* **CONSIGNES DE L'EXERCICE**
#1 Dans le texte sur la révolte populaire en Algérie, par quel terme les Algériens désignent-ils l'élite dirigeante du pays ?
#2 Reprenez le texte sur la révolte populaire en Algérie à la suite de sa dernière phrase.

* **TEXTE PRÉSENTÉ**
---+---
La révolte populaire en Algérie n’est rien de moins qu’une
réaffirmation de ce qu’être humain signifie. Une altération active de l’état
d’être d’un peuple. Les Algériens(nes) qui, durant des décennies, ont été
réduits à des spectateurs traumatisés ont, une fois de plus, soulevé la
poussière et saisi les rênes de l’Histoire. Le peuple (au singulier) ne consent
plus à être un objet de l’Histoire, et s’affirme comme un sujet conscient et
actif de son propre destin. Un rythme nouveau habite cette indignation
populaire, de nouvelles formes de solidarité et de nouvelles manières d’être se
constituent.
Une ”élite” moralement défaite, intellectuellement colonisée et
techniquement incompétente a, durant si longtemps et en miroir d’elle-même,
dépeint et de fait traité les Algériens(nes) comme des brutes inciviles,
violentes et politiquement adolescentes, dans la continuité des tropes
orientalistes et coloniaux.
Une ”élite” qui, ayant ingurgité toutes les leçons de son maitre,
a internalisé sa sujétion coloniale à un tel point qu’elle ne peut donner sens
à elle-même et à son existence qu’à travers le regard de son ancien maitre
colonial. Une ”élite” souffrant d’un tel degré d’aliénation qu’elle ne peut
voir ses compatriotes qu’à travers le même regard colonial.
La Hogra (le mépris) avec laquelle cette ”élite”
traite les Algériens(nes) ne peut être comprise qu’en réalisant la
positionnalité de celle-ci. Ce mépris ne devient intelligible que si l’on prend
en compte le fait que ceux qui ont régné sur l’Algérie ne voient les
Algériens(nes) que du point de vue de Paris, Londres et Washington. Cette
attitude imprègne également des franges de l’élite “culturelle” et
“intellectuelle” algérienne, qui a joué un rôle clé dans la reproduction de ces
tropes orientalistes[1]et coloniaux[2].
Autrement dit, la
bourgeoisie nationale algérienne a durant des décennies joué essentiellement le
rôle d’une classe politique offshore qui,
bien qu’elle puisse être parfois physiquement présente sur le sol algérien, a
maintenu ses biens (mal-acquis), investissements, comptes bancaires et foyers
spirituels ailleurs.
Elle adopte la même attitude extractiviste envers “la patrie” que
l’ancienne administration coloniale. Les symptômes morbides de cette psychose
se transmettent automatiquement à la vie politique algérienne et se manifestent
dans la manière avec laquelle “le pouvoir” (un terme utilisé par les
algériens(nes) pour désigner l’élite dirigeante du pays) a traité ses citoyens.
C’est précisément cette condition que la révolte populaire vise à soumettre à
une action révolutionnaire thérapeutique et réhabilitatrice.
---+---
(Éléments répertoriés dans un jeu de données)
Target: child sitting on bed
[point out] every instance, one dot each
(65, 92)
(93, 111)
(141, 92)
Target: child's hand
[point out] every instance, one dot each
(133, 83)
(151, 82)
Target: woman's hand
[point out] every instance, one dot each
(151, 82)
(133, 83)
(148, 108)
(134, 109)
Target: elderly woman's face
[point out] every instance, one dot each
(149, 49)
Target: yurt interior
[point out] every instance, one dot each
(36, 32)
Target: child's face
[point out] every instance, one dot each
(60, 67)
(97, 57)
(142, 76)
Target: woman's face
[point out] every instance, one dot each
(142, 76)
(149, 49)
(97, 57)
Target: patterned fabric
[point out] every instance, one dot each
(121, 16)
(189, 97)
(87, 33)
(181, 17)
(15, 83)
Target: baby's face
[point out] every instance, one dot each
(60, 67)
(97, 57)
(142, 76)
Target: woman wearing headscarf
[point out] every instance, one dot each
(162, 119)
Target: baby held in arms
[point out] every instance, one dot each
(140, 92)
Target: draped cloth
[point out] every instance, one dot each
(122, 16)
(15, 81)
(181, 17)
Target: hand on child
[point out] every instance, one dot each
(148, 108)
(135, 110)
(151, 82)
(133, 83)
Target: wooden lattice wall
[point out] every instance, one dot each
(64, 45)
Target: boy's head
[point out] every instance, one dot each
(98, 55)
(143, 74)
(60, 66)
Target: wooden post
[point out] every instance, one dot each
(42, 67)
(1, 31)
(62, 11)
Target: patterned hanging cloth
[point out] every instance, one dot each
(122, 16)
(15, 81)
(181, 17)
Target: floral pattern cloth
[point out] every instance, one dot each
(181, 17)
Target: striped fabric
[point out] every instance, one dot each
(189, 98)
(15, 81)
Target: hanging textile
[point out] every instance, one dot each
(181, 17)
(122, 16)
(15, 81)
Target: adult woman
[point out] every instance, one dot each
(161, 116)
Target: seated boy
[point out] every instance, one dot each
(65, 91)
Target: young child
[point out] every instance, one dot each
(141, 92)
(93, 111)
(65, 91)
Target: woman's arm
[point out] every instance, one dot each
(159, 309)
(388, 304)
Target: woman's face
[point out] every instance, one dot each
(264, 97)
---+---
* **RÉSULTATS ATTENDUS**
#1 Ils la désignent par le terme « le pouvoir ».

#2
__________
Formés dans l’éthos libérateur anticolonial, tiers-mondiste,
panarabe et panafricain de leurs ancêtres, les Algériens(nes) sont déterminés à
dissiper la dissonance cognitive produite par un discours officiel sur la
souveraineté et l’indépendance contredit dans les faits par la perpétuation de
pratiques coloniales d’assujettissement. En un mot, les Algériens(nes) se
révoltent contre la colonialité de leur présent.
__________
L’Histoire nous enseigne que les luttes populaires ne se font pas
seulement dans les rues pour le contrôle de l’espace public, aussi important
cela soit-il, mais plus crucialement au niveau de la formulation, la narration
et la représentation de ces luttes et leurs objectifs. En ces moments
critiques, d’importantes questions se posent telles que : Qui interprète
les revendications et les objectifs d’un peuple en révolte ? Qui a le
pouvoir de les nommer? Comment se formule le récit de la lutte populaire? Dans
quel cadre de référence, et celui de qui ?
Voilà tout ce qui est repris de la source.